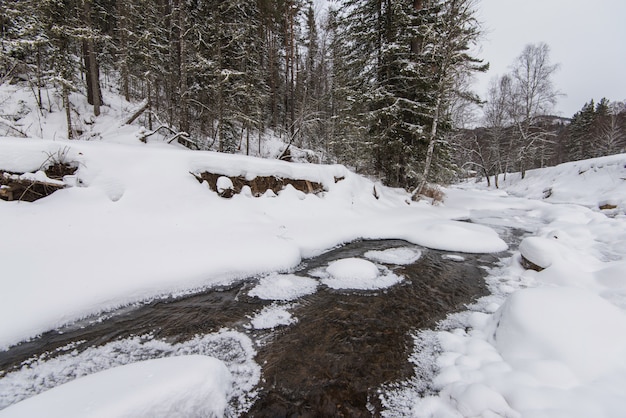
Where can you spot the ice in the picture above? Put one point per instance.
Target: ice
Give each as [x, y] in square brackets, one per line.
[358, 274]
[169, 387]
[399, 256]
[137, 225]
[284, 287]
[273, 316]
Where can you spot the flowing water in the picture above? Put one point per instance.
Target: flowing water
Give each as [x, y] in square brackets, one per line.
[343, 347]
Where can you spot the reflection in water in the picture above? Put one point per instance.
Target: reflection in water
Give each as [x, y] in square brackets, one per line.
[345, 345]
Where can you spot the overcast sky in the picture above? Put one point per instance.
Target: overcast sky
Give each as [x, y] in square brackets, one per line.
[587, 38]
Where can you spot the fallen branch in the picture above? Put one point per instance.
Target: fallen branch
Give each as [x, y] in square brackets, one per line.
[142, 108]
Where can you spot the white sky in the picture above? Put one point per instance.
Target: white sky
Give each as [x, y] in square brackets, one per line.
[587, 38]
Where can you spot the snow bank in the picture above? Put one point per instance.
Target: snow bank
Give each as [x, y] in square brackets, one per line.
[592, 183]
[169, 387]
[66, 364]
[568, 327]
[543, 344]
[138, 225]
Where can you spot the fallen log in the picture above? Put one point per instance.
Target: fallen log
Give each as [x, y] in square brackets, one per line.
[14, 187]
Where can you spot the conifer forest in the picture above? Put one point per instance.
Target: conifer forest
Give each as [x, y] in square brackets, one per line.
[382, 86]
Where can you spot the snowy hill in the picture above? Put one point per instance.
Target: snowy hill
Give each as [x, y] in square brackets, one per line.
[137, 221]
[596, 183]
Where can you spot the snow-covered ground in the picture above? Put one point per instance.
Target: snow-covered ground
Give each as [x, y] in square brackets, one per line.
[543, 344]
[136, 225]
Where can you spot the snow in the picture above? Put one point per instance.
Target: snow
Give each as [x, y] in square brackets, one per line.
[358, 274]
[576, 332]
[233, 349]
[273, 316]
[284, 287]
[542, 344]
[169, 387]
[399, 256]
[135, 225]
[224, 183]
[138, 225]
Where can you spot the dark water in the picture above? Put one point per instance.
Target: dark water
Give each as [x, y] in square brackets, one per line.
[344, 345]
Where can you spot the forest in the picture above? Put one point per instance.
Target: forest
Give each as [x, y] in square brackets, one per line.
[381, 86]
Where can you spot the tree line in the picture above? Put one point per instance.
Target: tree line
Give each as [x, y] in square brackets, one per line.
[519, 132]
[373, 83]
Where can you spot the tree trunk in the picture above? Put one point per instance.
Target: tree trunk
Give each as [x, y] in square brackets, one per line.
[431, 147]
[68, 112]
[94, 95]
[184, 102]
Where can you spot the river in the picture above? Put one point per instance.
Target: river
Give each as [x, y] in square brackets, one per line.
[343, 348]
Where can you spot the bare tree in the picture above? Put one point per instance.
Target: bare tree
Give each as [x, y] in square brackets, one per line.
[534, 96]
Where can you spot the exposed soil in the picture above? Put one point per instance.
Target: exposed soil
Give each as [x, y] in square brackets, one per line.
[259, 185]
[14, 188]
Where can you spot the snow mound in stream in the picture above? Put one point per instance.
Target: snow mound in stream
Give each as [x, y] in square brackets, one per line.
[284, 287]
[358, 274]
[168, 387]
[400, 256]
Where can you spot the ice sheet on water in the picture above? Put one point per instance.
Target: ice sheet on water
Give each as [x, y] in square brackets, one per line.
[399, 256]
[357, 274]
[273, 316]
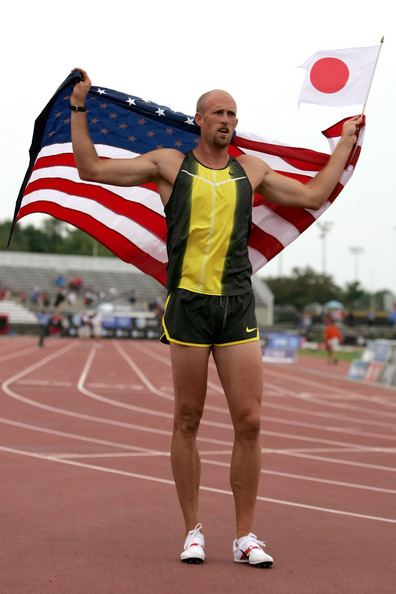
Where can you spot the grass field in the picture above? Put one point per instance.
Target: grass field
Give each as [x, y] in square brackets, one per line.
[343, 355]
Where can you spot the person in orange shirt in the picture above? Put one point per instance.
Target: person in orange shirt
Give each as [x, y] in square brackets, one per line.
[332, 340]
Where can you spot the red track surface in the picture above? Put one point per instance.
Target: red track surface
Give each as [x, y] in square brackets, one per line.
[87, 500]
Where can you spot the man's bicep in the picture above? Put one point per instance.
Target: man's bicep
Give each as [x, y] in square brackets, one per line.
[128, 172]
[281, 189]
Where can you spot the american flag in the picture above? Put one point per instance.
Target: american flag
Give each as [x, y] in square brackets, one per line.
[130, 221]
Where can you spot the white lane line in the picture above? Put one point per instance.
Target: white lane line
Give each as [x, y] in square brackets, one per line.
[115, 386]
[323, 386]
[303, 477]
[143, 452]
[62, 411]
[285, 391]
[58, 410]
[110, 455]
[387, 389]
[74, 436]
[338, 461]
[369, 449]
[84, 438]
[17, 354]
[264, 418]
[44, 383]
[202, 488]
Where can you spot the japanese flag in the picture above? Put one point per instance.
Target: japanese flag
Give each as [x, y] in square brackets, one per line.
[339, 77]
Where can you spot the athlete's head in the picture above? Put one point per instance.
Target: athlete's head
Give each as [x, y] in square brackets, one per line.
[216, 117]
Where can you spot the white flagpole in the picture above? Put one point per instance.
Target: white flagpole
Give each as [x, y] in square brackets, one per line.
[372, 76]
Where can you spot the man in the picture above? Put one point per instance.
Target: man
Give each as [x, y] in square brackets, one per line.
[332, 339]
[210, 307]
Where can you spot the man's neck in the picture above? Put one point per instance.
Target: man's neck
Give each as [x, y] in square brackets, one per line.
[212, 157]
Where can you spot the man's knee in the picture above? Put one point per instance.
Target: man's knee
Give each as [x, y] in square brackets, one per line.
• • • • • • •
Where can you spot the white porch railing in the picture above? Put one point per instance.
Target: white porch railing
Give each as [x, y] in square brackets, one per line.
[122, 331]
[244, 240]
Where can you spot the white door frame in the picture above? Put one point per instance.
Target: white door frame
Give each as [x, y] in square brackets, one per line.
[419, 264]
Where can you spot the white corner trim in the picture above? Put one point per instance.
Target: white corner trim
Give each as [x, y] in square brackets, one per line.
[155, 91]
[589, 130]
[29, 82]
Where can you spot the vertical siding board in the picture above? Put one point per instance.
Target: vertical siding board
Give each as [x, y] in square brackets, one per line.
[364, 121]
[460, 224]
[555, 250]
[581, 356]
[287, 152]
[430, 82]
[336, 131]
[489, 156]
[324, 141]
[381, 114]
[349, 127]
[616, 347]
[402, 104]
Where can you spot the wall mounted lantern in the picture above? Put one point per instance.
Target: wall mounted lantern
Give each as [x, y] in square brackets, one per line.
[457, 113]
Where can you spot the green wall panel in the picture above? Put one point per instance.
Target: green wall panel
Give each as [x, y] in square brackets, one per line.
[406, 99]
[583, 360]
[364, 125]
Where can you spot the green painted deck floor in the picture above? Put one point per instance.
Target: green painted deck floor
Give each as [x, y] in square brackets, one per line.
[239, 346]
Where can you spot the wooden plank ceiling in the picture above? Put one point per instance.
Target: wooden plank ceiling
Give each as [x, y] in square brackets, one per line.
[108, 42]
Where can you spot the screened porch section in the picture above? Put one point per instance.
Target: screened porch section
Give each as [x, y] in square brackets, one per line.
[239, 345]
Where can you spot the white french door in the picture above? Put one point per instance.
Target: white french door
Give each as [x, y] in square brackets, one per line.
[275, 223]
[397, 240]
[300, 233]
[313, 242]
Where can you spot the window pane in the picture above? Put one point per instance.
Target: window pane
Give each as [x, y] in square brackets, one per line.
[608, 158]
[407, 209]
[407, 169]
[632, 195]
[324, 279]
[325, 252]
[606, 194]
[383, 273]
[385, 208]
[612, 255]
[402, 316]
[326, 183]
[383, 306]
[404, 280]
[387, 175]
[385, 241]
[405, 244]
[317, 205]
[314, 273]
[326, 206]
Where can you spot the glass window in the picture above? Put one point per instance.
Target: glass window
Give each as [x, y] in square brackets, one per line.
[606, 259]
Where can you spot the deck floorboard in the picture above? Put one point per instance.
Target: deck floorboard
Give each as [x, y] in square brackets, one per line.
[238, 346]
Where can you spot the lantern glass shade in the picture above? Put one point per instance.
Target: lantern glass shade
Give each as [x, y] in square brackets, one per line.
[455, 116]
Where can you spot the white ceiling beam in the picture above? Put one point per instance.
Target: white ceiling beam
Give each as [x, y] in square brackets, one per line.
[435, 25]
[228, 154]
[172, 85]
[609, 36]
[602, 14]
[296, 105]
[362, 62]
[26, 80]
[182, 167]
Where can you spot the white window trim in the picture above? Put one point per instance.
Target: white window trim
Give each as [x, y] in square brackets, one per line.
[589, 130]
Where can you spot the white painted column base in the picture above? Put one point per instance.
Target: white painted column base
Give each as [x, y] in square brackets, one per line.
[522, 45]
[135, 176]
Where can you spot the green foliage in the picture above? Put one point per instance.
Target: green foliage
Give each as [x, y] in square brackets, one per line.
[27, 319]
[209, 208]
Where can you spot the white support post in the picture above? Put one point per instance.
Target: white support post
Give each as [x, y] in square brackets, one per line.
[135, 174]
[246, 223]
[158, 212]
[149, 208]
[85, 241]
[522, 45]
• • • • • • •
**Instructions for the task:** Scan the data above. Return every line with "porch" in it.

**Solution below:**
Where can you spot the white porch railing in the picture above? Put one point per instance.
Target: white porch railing
Where can you spot the screened porch section in the picture above? Put one point per instance.
Target: screened porch section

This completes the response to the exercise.